**Belge alıntısı:**
1.       Lif tutamlarını tek lif oluncaya kadar açmak

2.       Yabancı madde ve çok kısa elyafları uzaklaştırmak

3.       Lifleri kısmen paralel hale getirmek

4.       Homojen bir karışım oluşturarak düzgün iplik eldesini sağlamak

5.       Sabit numarada tarak bantını meydana getirmek

CER

Tarak dairesinden gelen şeritler düzgün olmayabilir. Her tarağın arkasına takılan belli numarada vatka ve şerit çalışan bir tarak ile aynı numarada şerit çalışan tarağın vatka numarası aynıdır . Fakat teknik nedenlerden veya dikkatsizliklerden dolayı şeritlerden bazılarının numaralarında düzgünsüzlük farkı olabilir. İşte bu hata nisbetini azaltmak içinde düzgünlüğü artırmak ve elyafları paralelleştirmek amacı ile materyal cer makinalarından geçirilir. Kısaca cer makinalarının görevleri şu şekilde sıralana bilir :

1.       Çekim vasıtası ile paralelleştirme

2.       Dublaj vasıtası ile düzgünleştirme

3.       Karıştırma vasıtası ile materyal arasında denge sağlamak

MODERN İPLİK EĞİRME METODLARI

YALANCI BÜKÜMLÜ EĞİRME METODU

REPKO

Kamgarn fitili bilezikli eğirme makinalarında kullanılmakta olan kazaplankalı çekim sahasında inceltilir.(1+2) İnceltilmiş ön iplik ovalanır (3) ve yalancı büküm verilir . Bu şekilde hazırlanan iki iplik birleştirilerek almış oldukları bükümlerin ters yönünde birbirlerinin üzerine sarılmaları sağlanır . Burada da ipliğe kazandırılan büküm S/Z/S/Z....... diye devam eder . Yani yalancı bükümdür. Yalancı bükümle sağlanan lif-lif tutuculuğu ile iplikler bobin halinde sarılır ve “ST – iplik”  (Self-Twist-Garn) adını alır .

(Konum etiketleme kayıtları)
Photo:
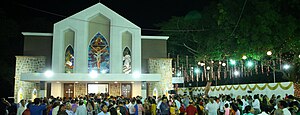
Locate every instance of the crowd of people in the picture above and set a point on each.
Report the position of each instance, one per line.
(103, 104)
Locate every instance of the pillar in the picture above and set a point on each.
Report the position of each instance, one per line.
(161, 66)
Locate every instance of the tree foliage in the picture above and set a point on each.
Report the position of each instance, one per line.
(230, 29)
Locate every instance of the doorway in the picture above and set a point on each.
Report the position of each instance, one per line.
(126, 90)
(94, 88)
(68, 90)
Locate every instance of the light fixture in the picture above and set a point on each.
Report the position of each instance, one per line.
(208, 68)
(249, 63)
(232, 62)
(197, 70)
(286, 66)
(236, 73)
(136, 74)
(244, 57)
(269, 53)
(48, 73)
(93, 73)
(224, 64)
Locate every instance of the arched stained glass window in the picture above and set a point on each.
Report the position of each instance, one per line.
(98, 54)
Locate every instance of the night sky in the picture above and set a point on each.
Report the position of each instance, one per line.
(142, 13)
(18, 16)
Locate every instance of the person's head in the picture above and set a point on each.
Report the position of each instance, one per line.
(22, 102)
(173, 104)
(226, 105)
(164, 99)
(62, 107)
(104, 108)
(36, 101)
(80, 102)
(68, 106)
(249, 109)
(282, 104)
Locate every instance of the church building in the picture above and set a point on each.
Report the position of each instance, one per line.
(93, 51)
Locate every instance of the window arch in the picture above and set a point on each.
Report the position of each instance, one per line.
(126, 60)
(69, 59)
(98, 54)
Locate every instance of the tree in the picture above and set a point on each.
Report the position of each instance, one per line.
(230, 29)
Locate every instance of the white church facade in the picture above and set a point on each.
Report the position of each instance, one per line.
(94, 51)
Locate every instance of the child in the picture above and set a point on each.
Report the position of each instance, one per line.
(104, 110)
(227, 109)
(173, 109)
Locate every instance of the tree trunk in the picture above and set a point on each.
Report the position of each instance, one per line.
(207, 88)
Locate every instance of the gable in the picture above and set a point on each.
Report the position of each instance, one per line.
(99, 9)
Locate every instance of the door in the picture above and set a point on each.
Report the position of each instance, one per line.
(126, 90)
(69, 90)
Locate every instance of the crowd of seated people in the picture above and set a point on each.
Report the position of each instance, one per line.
(101, 104)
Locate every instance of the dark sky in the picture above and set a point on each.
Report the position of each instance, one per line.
(18, 16)
(144, 13)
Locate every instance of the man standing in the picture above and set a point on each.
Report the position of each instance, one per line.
(212, 107)
(21, 108)
(191, 109)
(81, 109)
(37, 108)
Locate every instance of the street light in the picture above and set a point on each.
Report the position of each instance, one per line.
(236, 73)
(286, 66)
(269, 53)
(249, 63)
(232, 62)
(48, 73)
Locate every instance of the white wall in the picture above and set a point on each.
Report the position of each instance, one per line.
(137, 89)
(56, 89)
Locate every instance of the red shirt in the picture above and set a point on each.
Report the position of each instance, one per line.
(191, 110)
(26, 112)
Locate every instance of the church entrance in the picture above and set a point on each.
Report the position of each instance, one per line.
(126, 90)
(68, 90)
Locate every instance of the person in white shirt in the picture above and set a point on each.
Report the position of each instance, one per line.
(256, 104)
(131, 107)
(245, 103)
(81, 109)
(282, 106)
(212, 107)
(104, 110)
(21, 108)
(69, 109)
(55, 108)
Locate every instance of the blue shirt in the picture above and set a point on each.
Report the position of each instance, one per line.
(37, 109)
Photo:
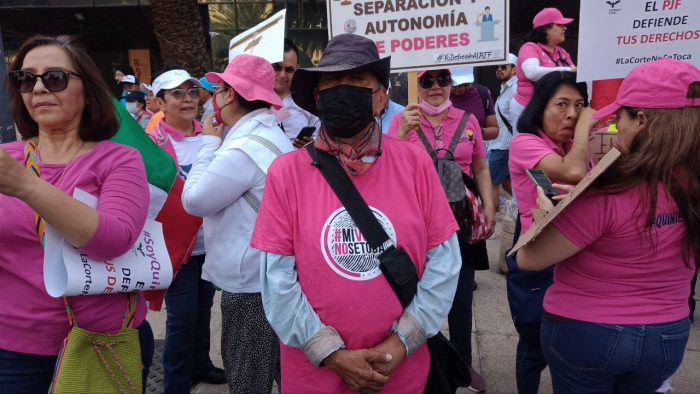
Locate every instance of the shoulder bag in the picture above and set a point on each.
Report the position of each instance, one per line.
(448, 370)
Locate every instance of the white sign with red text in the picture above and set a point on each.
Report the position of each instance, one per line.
(68, 272)
(427, 34)
(617, 35)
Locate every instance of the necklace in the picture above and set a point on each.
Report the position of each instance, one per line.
(63, 172)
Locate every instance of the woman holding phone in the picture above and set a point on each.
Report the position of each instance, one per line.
(626, 249)
(225, 187)
(553, 138)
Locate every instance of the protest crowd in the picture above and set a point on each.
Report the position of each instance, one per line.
(344, 229)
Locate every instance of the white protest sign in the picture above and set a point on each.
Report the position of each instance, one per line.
(615, 36)
(266, 39)
(542, 222)
(426, 34)
(146, 266)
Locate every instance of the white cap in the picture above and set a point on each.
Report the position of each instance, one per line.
(462, 75)
(172, 79)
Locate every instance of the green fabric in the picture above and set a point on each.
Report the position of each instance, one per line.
(160, 167)
(99, 363)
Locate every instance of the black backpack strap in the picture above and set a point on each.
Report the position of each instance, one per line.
(348, 195)
(426, 143)
(504, 120)
(458, 132)
(484, 94)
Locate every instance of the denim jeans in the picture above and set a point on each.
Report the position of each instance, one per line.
(188, 302)
(605, 358)
(32, 373)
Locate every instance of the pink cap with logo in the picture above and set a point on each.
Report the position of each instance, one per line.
(250, 76)
(550, 15)
(660, 84)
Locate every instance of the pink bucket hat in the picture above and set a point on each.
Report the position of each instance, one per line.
(660, 84)
(550, 15)
(250, 76)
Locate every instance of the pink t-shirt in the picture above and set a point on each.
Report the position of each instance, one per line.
(470, 146)
(526, 151)
(32, 321)
(529, 50)
(620, 276)
(301, 216)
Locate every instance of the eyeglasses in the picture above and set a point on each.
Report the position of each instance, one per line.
(278, 67)
(179, 94)
(427, 81)
(53, 80)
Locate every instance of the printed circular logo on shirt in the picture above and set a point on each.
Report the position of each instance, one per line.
(345, 248)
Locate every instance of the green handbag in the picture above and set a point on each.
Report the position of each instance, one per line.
(92, 362)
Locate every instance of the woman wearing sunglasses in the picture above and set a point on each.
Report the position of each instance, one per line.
(226, 187)
(435, 116)
(65, 114)
(190, 298)
(540, 55)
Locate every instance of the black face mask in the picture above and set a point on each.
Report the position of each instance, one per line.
(345, 110)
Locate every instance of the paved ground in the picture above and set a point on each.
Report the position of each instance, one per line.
(494, 339)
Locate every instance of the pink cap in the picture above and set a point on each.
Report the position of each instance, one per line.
(660, 84)
(422, 72)
(550, 15)
(250, 76)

**İstenen iş:** İplik üretimi metninde "3.       Karıştırma vasıtası" ile başlayıp "adını alır ." ifadesine kadar devam eden bölümü olduğu gibi çıkarır mısın? Buradaki verilerin iplik üretimi metniyle hiçbir bağlantısı yoktur.

**Beklenen yanıt:**
3.       Karıştırma vasıtası ile materyal arasında denge sağlamak

MODERN İPLİK EĞİRME METODLARI

YALANCI BÜKÜMLÜ EĞİRME METODU

REPKO

Kamgarn fitili bilezikli eğirme makinalarında kullanılmakta olan kazaplankalı çekim sahasında inceltilir.(1+2) İnceltilmiş ön iplik ovalanır (3) ve yalancı büküm verilir . Bu şekilde hazırlanan iki iplik birleştirilerek almış oldukları bükümlerin ters yönünde birbirlerinin üzerine sarılmaları sağlanır . Burada da ipliğe kazandırılan büküm S/Z/S/Z....... diye devam eder . Yani yalancı bükümdür. Yalancı bükümle sağlanan lif-lif tutuculuğu ile iplikler bobin halinde sarılır ve “ST – iplik”  (Self-Twist-Garn) adını alır .